ABOUT THIS EXERCISE: Your job here is to restate every record exactly, pictures excluded.

[[ DATA, beginning ]]

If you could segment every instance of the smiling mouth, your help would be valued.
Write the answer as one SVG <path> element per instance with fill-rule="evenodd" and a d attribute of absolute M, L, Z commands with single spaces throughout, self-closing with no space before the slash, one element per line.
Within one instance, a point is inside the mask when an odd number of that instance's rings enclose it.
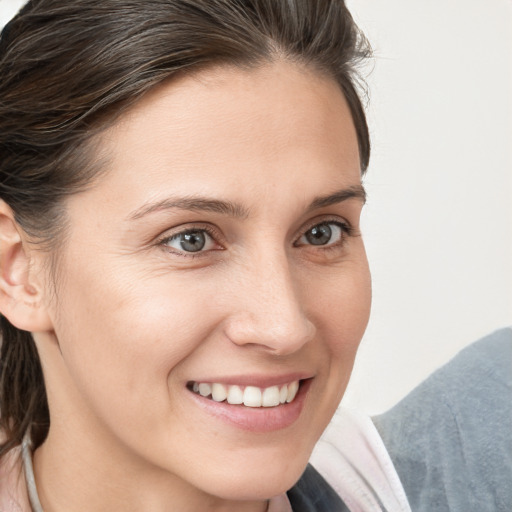
<path fill-rule="evenodd" d="M 215 402 L 246 407 L 277 407 L 295 400 L 300 381 L 295 380 L 281 386 L 259 388 L 257 386 L 226 385 L 218 382 L 190 382 L 188 389 L 193 393 Z"/>

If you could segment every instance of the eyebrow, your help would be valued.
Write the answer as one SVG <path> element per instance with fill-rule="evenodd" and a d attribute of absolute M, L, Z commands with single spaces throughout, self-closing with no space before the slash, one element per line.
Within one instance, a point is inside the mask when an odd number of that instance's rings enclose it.
<path fill-rule="evenodd" d="M 221 213 L 235 218 L 247 218 L 249 216 L 249 210 L 238 203 L 200 196 L 187 196 L 176 198 L 170 197 L 163 199 L 162 201 L 146 204 L 135 210 L 128 218 L 130 220 L 136 220 L 148 215 L 149 213 L 160 210 L 170 210 L 173 208 L 198 212 Z"/>
<path fill-rule="evenodd" d="M 334 204 L 342 203 L 347 199 L 359 199 L 363 203 L 366 202 L 366 191 L 363 185 L 353 185 L 348 188 L 338 190 L 326 196 L 316 197 L 308 206 L 306 211 L 318 210 Z M 186 197 L 169 197 L 156 201 L 153 203 L 145 204 L 132 212 L 129 220 L 137 220 L 150 213 L 170 210 L 178 208 L 180 210 L 197 211 L 197 212 L 213 212 L 228 215 L 230 217 L 245 219 L 249 216 L 249 209 L 245 208 L 239 203 L 232 201 L 225 201 L 220 199 L 213 199 L 202 196 L 186 196 Z"/>
<path fill-rule="evenodd" d="M 351 187 L 338 190 L 333 194 L 317 197 L 311 202 L 307 211 L 332 206 L 334 204 L 342 203 L 347 199 L 359 199 L 363 204 L 366 203 L 366 190 L 363 185 L 353 185 Z"/>

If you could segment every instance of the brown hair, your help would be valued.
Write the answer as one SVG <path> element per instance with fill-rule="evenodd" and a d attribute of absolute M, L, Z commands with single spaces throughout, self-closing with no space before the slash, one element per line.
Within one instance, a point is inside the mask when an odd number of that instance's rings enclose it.
<path fill-rule="evenodd" d="M 63 199 L 97 175 L 93 136 L 178 72 L 276 58 L 340 85 L 361 171 L 370 141 L 356 65 L 370 54 L 342 0 L 31 0 L 0 38 L 0 198 L 41 247 L 65 228 Z M 0 318 L 0 456 L 49 427 L 29 332 Z"/>

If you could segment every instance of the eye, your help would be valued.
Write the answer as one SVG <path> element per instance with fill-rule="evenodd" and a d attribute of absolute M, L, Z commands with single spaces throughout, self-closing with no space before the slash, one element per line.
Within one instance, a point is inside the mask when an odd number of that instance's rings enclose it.
<path fill-rule="evenodd" d="M 295 245 L 329 246 L 343 241 L 349 234 L 350 228 L 341 222 L 321 222 L 309 228 L 295 243 Z"/>
<path fill-rule="evenodd" d="M 161 243 L 177 252 L 208 251 L 216 246 L 215 241 L 205 229 L 182 231 L 166 238 Z"/>

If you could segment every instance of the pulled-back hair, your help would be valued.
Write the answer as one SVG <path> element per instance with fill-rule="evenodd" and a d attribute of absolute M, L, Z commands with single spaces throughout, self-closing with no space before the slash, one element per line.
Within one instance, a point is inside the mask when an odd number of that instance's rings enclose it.
<path fill-rule="evenodd" d="M 63 200 L 101 172 L 93 141 L 177 73 L 285 59 L 334 79 L 352 114 L 364 173 L 370 141 L 356 66 L 370 54 L 342 0 L 31 0 L 0 38 L 0 199 L 53 251 Z M 32 335 L 1 316 L 0 456 L 49 428 Z"/>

[[ DATA, end ]]

EXERCISE ANSWER:
If you could segment every instance of the smiling mouth, your help would be valued.
Write the answer as one SVG <path> element per instance with fill-rule="evenodd" and a d attribute of absolute M, L, Z commands with single spaces throughout, self-closing with no space before the slash, one element per line.
Within one instance, a point is inside the mask when an odd number of that instance's rings enclose it.
<path fill-rule="evenodd" d="M 215 402 L 246 407 L 277 407 L 295 400 L 300 381 L 295 380 L 281 386 L 259 388 L 257 386 L 226 385 L 218 382 L 190 382 L 188 389 L 193 393 Z"/>

If you could segment every instance of the eyebrow, your help would be valued.
Write the answer as one SVG <path> element per instance with fill-rule="evenodd" and a d attribute of absolute M, L, Z commands with single spaces throughout, self-closing with no space before the slash, one element per line.
Within one instance, a point is inside the mask when an odd number of that instance's rings enclose it.
<path fill-rule="evenodd" d="M 221 213 L 235 218 L 247 218 L 249 216 L 249 210 L 238 203 L 200 196 L 187 196 L 176 198 L 170 197 L 163 199 L 162 201 L 146 204 L 135 210 L 128 218 L 130 220 L 136 220 L 148 215 L 149 213 L 160 210 L 170 210 L 173 208 L 198 212 Z"/>
<path fill-rule="evenodd" d="M 334 204 L 342 203 L 347 199 L 359 199 L 363 203 L 366 202 L 366 191 L 363 185 L 353 185 L 348 188 L 338 190 L 326 196 L 316 197 L 308 206 L 306 211 L 318 210 Z M 186 197 L 169 197 L 156 201 L 153 203 L 145 204 L 132 212 L 129 220 L 137 220 L 150 213 L 170 210 L 178 208 L 180 210 L 197 211 L 197 212 L 213 212 L 228 215 L 230 217 L 245 219 L 249 216 L 249 209 L 245 208 L 239 203 L 232 201 L 225 201 L 220 199 L 213 199 L 202 196 L 186 196 Z"/>
<path fill-rule="evenodd" d="M 351 187 L 338 190 L 333 194 L 317 197 L 311 202 L 307 211 L 332 206 L 334 204 L 342 203 L 347 199 L 359 199 L 363 204 L 366 203 L 366 190 L 363 185 L 353 185 Z"/>

If you could segment every instance of the brown hair, your help would be valued.
Write the answer as one SVG <path> element per instance with fill-rule="evenodd" and a d attribute of absolute M, L, Z commands with single spaces throughout, self-closing with no space before the slash, one element per line.
Within one instance, a point is inside the mask when an odd number of that instance's rings enclose it.
<path fill-rule="evenodd" d="M 63 199 L 97 175 L 93 136 L 178 72 L 276 58 L 340 85 L 361 171 L 370 141 L 356 65 L 370 54 L 342 0 L 31 0 L 0 38 L 0 198 L 41 247 L 65 228 Z M 0 318 L 0 456 L 49 427 L 29 332 Z"/>

If you could segment every instance of the eye, your help would be valued.
Write the answer as one SVG <path> element per instance with fill-rule="evenodd" and a d attribute of absolute M, L, Z commands with single spaces throughout, self-closing with no space before the slash, one element per line.
Within one instance, a point is inside the mask when an odd number of that instance's rings enclose it.
<path fill-rule="evenodd" d="M 295 245 L 329 246 L 343 241 L 349 234 L 350 228 L 341 222 L 321 222 L 309 228 L 295 243 Z"/>
<path fill-rule="evenodd" d="M 161 243 L 177 252 L 208 251 L 216 246 L 215 241 L 205 229 L 182 231 L 166 238 Z"/>

If you could segment every instance of the pulled-back hair, your help would be valued.
Write the answer as one SVG <path> element per instance with fill-rule="evenodd" and a d attribute of absolute M, L, Z commands with single spaces throughout, self-closing with no space before the slash, one element per line.
Within one instance, a point is inside the mask when an odd number of that instance's rings enclose it.
<path fill-rule="evenodd" d="M 63 200 L 101 172 L 93 141 L 177 73 L 285 59 L 334 79 L 352 114 L 364 173 L 370 141 L 356 66 L 370 54 L 342 0 L 31 0 L 0 38 L 0 199 L 53 251 Z M 32 335 L 1 316 L 0 456 L 49 428 Z"/>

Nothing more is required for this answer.